§ **WORK REQUIRED**:
As you restate the entries, keep every word intact and leave out whatever images they hold.

§ **GIVEN ENTRIES**:
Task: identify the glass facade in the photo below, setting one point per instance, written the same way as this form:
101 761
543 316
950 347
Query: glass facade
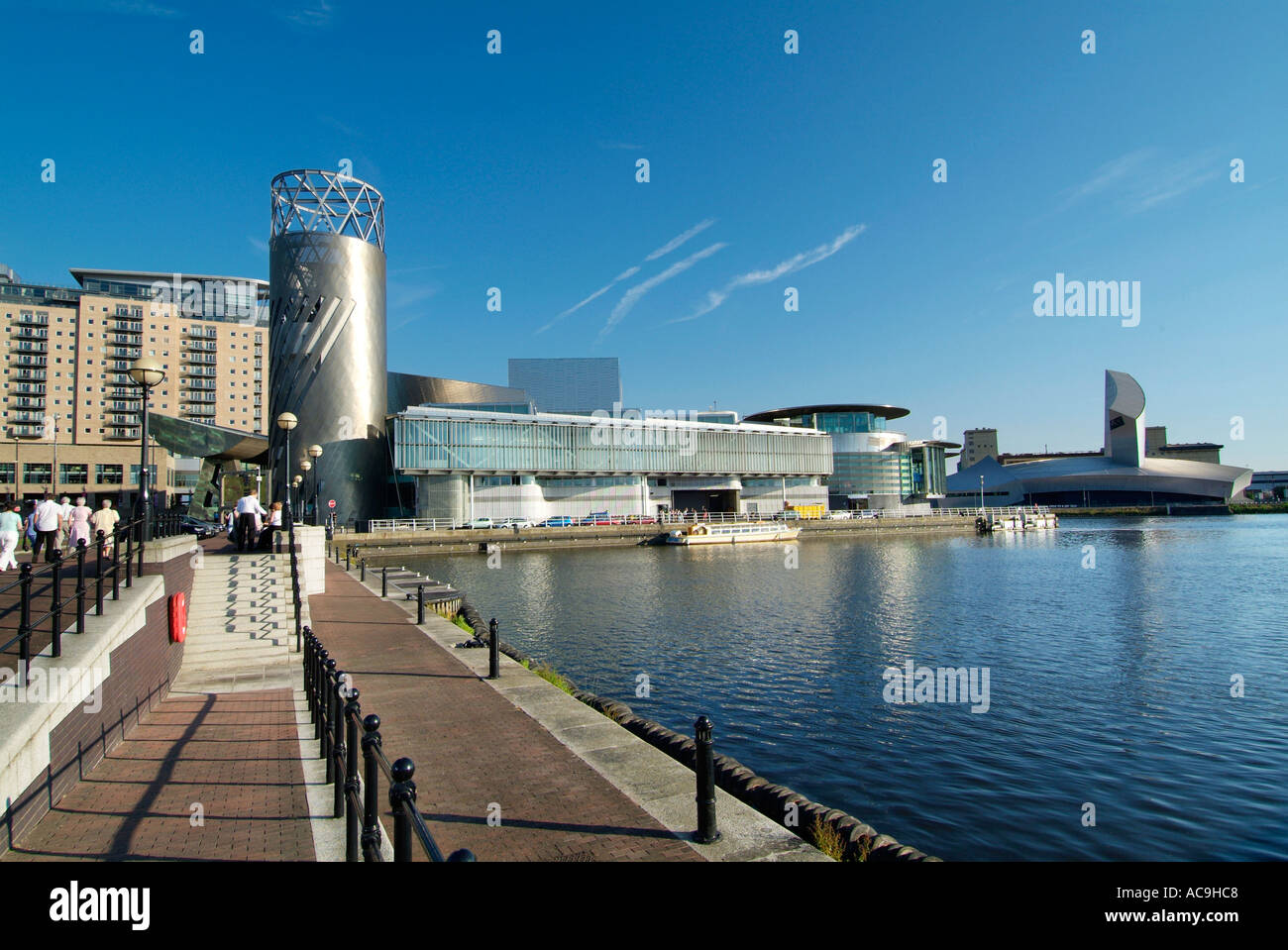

§ **EXERCISE OUTPUT**:
Task: identify the glass facade in the photo below, setting one point per instance, written the same way as this form:
101 761
543 316
950 347
Query: glass facade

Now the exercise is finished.